Reproduce exactly the lines of the material beneath, from the line that contains "In this picture, where can the blurred background" to the line that contains "In this picture, where can the narrow", both included, and no other lines.
============================================================
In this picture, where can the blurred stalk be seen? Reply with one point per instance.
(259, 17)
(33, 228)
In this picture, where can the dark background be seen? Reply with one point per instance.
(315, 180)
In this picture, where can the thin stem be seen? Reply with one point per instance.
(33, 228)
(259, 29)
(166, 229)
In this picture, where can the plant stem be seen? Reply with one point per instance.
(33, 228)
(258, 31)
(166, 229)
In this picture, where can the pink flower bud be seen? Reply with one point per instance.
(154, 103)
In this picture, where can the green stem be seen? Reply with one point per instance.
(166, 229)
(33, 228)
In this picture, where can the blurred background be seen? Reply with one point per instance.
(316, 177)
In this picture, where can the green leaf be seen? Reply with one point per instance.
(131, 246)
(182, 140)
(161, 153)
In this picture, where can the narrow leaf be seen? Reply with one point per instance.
============================================================
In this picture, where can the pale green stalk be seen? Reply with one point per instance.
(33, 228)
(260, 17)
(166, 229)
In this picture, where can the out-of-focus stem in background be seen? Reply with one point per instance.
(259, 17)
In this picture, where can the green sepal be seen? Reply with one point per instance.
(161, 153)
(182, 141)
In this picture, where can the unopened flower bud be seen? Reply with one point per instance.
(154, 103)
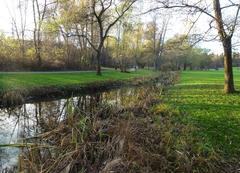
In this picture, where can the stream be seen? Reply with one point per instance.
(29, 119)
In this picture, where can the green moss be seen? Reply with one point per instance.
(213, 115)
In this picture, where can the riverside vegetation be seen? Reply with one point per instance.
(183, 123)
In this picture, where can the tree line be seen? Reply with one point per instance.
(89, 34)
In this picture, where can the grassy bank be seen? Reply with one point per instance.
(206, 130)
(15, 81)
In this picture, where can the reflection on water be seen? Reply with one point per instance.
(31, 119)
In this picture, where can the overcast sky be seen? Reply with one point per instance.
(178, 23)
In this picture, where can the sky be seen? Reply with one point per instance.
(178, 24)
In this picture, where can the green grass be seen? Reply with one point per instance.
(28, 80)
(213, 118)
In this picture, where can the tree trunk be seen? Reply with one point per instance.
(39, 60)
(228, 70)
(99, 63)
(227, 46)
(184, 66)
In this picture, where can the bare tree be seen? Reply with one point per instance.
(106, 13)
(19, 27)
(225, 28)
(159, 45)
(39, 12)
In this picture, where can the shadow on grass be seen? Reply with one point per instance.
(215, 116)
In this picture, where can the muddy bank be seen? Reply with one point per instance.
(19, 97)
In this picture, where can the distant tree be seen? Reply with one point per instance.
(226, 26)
============================================================
* **RESPONSE AREA**
In this picture, where can the blurred background be seen? Reply with one point per instance.
(316, 177)
In this picture, where can the green leaf be seen? Reply with one point per instance.
(131, 246)
(182, 140)
(161, 153)
In this picture, where can the narrow leaf be seen? Reply with one point per instance.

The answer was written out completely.